## EXERCÍCIOS
1. Reproduza fielmente tudo o que vai de "Atilio Borón: Sheinbaum, herança" até "México, Claudia Sheinbaum." no texto sobre Claudia Sheinbaum.
2. Segundo o texto sobre Claudia Sheinbaum, quantos novos institutos universitários foram criados nas regiões mais remotas do país?

Boas vindas ao Portal Grabois, conheça nossa marca
O que você está procurando?

Atilio Borón: Sheinbaum, herança e novos desafios

18 de outubro de 2024

O cientista político argentino Atilio Borón escreve sobre os desafios da nova presidenta do México, Claudia Sheinbaum.

Em cerimônia emocionante, Claudia Sheinbaum assumiu a presidência do México. No evento público realizado no gigantesco Zócalo, onde estão o Palácio Nacional e a bela igreja colonial, a nova presidente recebeu as delegações das etnias indígenas do México que consagraram, agora com seus rituais tradicionais, a transmissão do comando presidencial nas primeiras horas da manhã no Congresso.

Sheinbaum herda uma situação complexa. Privilegiada em certo sentido, porque tem ampla maioria nas duas Câmaras do Congresso e apoio majoritário dos governos estaduais, quase todos controlados pelo seu partido, o MORENA. O seu capital político inclui, naturalmente, o altíssimo nível de aprovação popular do seu antecessor, Andrés Manuel López Obrador. Um de seus principais projetos, a reforma do Poder Judiciário, foi aprovado logo após sua esmagadora vitória eleitoral e já adquiriu status constitucional. Seus projetos de gestão estão enraizados nas conquistas indubitáveis ​​de AMLO em termos de promoção social: programas massivos de bolsas para jovens e idosos; 145 novos institutos universitários criados nas regiões mais remotas do país com orientação para os problemas específicos da região; salário mínimo acima da linha da pobreza e sempre ajustado acima da taxa de inflação. Por outro lado, Sheinbaum também tem a seu favor a força do legado econômico de López Obrador, com uma economia que, em 2023, teve exportações próximas de 593 bilhões de dólares, oitenta por cento dos quais foram para os Estados Unidos. Por outro lado, o Banco do México, equivalente ao Banco Central da Argentina, possui reservas que chegam a 225 bilhões de dólares, o que tem favorecido a reavaliação do peso e o controle da inflação. E como se não bastasse, as remessas dos mexicanos residentes no estrangeiro ascenderam a pouco mais de 62 bilhões de dólares, que se somam aos 14 bilhões que entram no país como resultado do turismo receptivo.

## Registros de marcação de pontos
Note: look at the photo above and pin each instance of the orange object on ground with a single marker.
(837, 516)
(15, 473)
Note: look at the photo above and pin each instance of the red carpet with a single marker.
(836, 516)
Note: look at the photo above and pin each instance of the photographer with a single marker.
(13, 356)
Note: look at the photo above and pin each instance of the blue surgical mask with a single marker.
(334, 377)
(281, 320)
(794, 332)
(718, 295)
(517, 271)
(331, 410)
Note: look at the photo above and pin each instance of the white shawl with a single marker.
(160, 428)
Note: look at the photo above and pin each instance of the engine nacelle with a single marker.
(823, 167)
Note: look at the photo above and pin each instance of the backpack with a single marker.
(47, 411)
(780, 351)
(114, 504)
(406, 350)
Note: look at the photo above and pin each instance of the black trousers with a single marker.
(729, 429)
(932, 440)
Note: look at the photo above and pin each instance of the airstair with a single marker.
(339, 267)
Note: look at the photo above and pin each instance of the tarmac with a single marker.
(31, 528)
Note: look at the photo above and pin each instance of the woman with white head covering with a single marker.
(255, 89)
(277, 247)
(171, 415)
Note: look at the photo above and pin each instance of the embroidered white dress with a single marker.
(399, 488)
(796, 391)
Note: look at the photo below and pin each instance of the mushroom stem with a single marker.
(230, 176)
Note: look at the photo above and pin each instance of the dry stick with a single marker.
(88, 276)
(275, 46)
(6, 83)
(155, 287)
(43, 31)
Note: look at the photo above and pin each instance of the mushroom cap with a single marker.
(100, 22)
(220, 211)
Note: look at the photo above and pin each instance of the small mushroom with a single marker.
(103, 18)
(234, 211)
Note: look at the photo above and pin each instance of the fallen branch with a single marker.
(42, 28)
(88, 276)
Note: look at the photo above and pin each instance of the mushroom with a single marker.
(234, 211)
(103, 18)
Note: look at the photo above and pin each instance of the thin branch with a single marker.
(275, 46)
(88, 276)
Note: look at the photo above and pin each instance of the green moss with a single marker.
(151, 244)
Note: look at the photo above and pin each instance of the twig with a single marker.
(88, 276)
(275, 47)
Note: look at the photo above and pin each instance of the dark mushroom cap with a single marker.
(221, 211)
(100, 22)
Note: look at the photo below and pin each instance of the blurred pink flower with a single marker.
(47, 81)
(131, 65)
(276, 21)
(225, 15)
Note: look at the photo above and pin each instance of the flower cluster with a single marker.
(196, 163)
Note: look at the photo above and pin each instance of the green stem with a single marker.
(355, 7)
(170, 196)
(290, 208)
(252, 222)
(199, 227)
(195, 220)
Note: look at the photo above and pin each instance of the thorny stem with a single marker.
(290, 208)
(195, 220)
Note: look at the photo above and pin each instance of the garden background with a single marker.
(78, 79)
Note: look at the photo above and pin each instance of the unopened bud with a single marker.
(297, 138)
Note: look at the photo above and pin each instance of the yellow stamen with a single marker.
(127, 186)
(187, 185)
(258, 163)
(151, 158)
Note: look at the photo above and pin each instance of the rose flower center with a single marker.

## RESPOSTAS EM ORDEM
1.
Atilio Borón: Sheinbaum, herança e novos desafios

18 de outubro de 2024

O cientista político argentino Atilio Borón escreve sobre os desafios da nova presidenta do México, Claudia Sheinbaum.

2. 145.